ARTICLE:
########################################

Located on the ecliptic plane, Pisces is a constellation of the zodiac and one of the 48 original constellations listed by Ptolemy. Spanning approximately 889 square degrees of sky, Pisces ranks 14th in constellation size, despite its faint stars. It contains 21 main stars in its asterism and has 86 Bayer Flamsteed designated stars within its confines. Pisces is bordered by the constellations of Triangulum, Andromeda, Pegasus, Aquarius, Cetus and Aries. It can be seen by all observers located at latitudes between +90° and ?65° and is best seen at culmination during the month of February.
There is one annual meteor shower associated with Pisces which peaks on or about October 7 of each year. The Piscid meteor shower has a radiant near the Aries constellation and produces an average of 15 meteors per hour which have been clocked at speeds of up to 28 kilometers per second. As always, the meteoroid stream can begin a few days earlier and end a few days later than the expected peak and success on viewing depends on dark sky conditions.

########################################

GOALS:
a) Translate this sentence from the passage on Pisces into Spanish: "Pisces is bordered by the constellations of Triangulum, Andromeda, Pegasus, Aquarius, Cetus and Aries."
b) Answer these questions from the passage on Pisces:
(i) Where does Pisces rank in constellation size?
(ii) On or about what date does the Piscid meteor shower peak?
(iii) How many meteors per hour does the Piscid shower produce on average?
c) Extend the passage on Pisces by writing its next paragraph, starting after its final sentence.

SUPPLIED DATA:
########################################

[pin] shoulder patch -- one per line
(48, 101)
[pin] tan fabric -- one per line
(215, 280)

########################################

RESPONSES IN ORDER:
a) Piscis limita con las constelaciones de Triangulum, Andrómeda, Pegaso, Acuario, Cetus y Aries.

b)
(i) 14th
(ii) October 7
(iii) 15

c)
In mythology, the constellation of Pisces is represented by two fish bound together with a piece of string. According to one Greek myth, Pisces represents the fish into which Aphrodite and her son Eros transformed in order to escape the monstrous Typhon; they are tied together with a cord on their tails, to make sure they do not lose one another! Even more mythology states that Pan changed himself into a goat-fish (Capricorn) and jumped into the river to save them… Or perhaps it was a pair of fish which rescued them from the reeds along the river banks… Or maybe they were turned into eggs that were saved by the fish… One thing is for certain, somewhere along the line, the translation got lost – but the twin fish got left in the sky!
Let’s begin our tour of Pisces with binoculars as we take a look at it’s Alpha star – the “a” symbol on our map. Crowned with the traditional name of Alrischa – “Knot In The Rope” – 139 light year distant Alpha Piscium surely isn’t the brightest in the sky, nor the easiest to find. However, once located, take the time to power up in a telescope because Alrischa is a close binary star with angular separation of presently 1.8″ between the components. While the secondary star is separated from the primary by about one stellar magnitude, take note of their soft color. Both are A type stars, but many observers have reported seeing them as white and pale blue. What’s more, each of the chemically peculiar components might also be spectroscopic binary stars, too!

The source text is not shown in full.